======== TEXT FOR ANALYSIS

It can also be helpful to consider how your own upbringing has shaped the person you are today. Evaluating the caregiving influences in your life can help you decide what kind of parent you want to be to your child.

Being more conscious and intentional in your approach to fatherhood can help you develop a healthy parenting style.

Picture What Kind of Father You Want to Be

It can be helpful to spend some time thinking about your values and what kind of father you want to be to your child. You can visualize yourself as a dad and picture yourself in different kinds of situations with your child.

For example, you can picture yourself holding your child for the first time, hearing them laugh, or holding their hand. You can also picture the less glamorous aspects of being a father, like feeding your child, bathing them, or changing their diaper. It may also be helpful to think of different challenges that may arise and how you would respond to them.

Visualizing these scenarios can help you feel more mentally prepared for the role.

Don’t Be Pressured By Gender Roles

One of the hardest things about becoming a father is the unspoken expectation that the world puts on men to provide financially, says Price.

Being a father is about sharing all of your qualities with the child, not just the ability to earn a living. Fathers can be protectors, nurturers, teachers, and so much more.

================

» ABOUT THIS TASK: Copy out the passage on preparing for fatherhood word for word, from start to finish. You won't need the listing.

======== MATERIAL PROVIDED

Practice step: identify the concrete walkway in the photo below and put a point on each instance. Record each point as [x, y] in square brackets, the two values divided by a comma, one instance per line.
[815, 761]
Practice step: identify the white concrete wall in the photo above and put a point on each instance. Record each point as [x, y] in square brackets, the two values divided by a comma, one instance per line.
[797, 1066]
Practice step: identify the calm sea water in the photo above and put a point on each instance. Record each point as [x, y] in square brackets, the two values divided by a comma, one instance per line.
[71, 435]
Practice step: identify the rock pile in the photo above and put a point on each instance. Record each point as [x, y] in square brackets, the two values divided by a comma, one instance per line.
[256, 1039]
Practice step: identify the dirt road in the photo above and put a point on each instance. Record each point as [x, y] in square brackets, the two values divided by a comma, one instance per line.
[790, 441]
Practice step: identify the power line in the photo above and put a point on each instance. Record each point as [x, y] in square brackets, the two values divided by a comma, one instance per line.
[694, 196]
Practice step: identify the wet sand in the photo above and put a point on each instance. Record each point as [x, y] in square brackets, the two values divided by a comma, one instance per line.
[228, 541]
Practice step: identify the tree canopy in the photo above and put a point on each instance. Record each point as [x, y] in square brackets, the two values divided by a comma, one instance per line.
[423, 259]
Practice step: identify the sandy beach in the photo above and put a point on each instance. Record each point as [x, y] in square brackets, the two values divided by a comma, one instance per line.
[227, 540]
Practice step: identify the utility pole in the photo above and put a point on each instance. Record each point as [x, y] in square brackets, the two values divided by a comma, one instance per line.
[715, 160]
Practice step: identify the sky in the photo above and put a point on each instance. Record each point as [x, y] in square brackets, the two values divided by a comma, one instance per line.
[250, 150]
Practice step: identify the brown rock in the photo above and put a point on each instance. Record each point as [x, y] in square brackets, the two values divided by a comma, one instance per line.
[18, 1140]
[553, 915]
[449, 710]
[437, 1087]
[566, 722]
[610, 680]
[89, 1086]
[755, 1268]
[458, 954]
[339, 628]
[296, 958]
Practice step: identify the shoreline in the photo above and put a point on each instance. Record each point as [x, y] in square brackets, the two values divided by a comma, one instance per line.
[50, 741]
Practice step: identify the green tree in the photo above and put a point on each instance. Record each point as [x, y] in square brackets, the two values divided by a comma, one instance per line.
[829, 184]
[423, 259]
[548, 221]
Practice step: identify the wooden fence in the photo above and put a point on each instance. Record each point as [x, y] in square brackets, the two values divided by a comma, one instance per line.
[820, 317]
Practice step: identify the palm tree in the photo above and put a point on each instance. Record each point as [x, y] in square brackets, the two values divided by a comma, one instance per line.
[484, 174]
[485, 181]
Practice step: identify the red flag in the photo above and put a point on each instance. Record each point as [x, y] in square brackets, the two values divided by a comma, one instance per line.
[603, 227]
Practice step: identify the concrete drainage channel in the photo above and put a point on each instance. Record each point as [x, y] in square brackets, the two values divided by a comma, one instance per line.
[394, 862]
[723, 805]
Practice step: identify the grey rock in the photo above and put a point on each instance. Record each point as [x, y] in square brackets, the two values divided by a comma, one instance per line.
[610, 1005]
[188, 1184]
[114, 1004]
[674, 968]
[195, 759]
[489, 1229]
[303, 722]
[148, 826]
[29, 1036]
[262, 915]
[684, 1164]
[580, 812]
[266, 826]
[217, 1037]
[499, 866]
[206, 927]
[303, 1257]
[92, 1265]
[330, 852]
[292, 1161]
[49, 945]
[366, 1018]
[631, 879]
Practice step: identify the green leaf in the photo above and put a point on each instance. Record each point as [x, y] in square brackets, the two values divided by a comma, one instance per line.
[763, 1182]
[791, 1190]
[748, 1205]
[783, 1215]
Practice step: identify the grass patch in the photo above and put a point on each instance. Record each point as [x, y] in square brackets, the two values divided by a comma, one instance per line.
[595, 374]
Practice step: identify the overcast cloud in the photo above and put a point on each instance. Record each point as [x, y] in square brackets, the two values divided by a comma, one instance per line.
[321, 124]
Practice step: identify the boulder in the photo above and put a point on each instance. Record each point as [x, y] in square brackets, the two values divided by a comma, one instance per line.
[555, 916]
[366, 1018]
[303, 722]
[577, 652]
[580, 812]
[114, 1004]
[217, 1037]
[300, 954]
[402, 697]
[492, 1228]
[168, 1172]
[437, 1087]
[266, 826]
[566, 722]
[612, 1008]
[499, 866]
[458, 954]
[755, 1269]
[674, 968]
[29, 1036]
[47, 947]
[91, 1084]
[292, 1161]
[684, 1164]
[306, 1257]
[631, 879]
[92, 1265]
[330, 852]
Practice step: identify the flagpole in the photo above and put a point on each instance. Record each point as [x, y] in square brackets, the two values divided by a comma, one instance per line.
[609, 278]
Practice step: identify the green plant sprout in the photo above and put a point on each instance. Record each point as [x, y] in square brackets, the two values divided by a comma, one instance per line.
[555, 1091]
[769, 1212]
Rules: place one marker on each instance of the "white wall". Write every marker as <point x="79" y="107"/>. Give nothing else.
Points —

================

» ANSWER TO THIS EXERCISE:
It can also be helpful to consider how your own upbringing has shaped the person you are today. Evaluating the caregiving influences in your life can help you decide what kind of parent you want to be to your child.

Being more conscious and intentional in your approach to fatherhood can help you develop a healthy parenting style.

Picture What Kind of Father You Want to Be

It can be helpful to spend some time thinking about your values and what kind of father you want to be to your child. You can visualize yourself as a dad and picture yourself in different kinds of situations with your child.

For example, you can picture yourself holding your child for the first time, hearing them laugh, or holding their hand. You can also picture the less glamorous aspects of being a father, like feeding your child, bathing them, or changing their diaper. It may also be helpful to think of different challenges that may arise and how you would respond to them.

Visualizing these scenarios can help you feel more mentally prepared for the role.

Don’t Be Pressured By Gender Roles

One of the hardest things about becoming a father is the unspoken expectation that the world puts on men to provide financially, says Price.

Being a father is about sharing all of your qualities with the child, not just the ability to earn a living. Fathers can be protectors, nurturers, teachers, and so much more.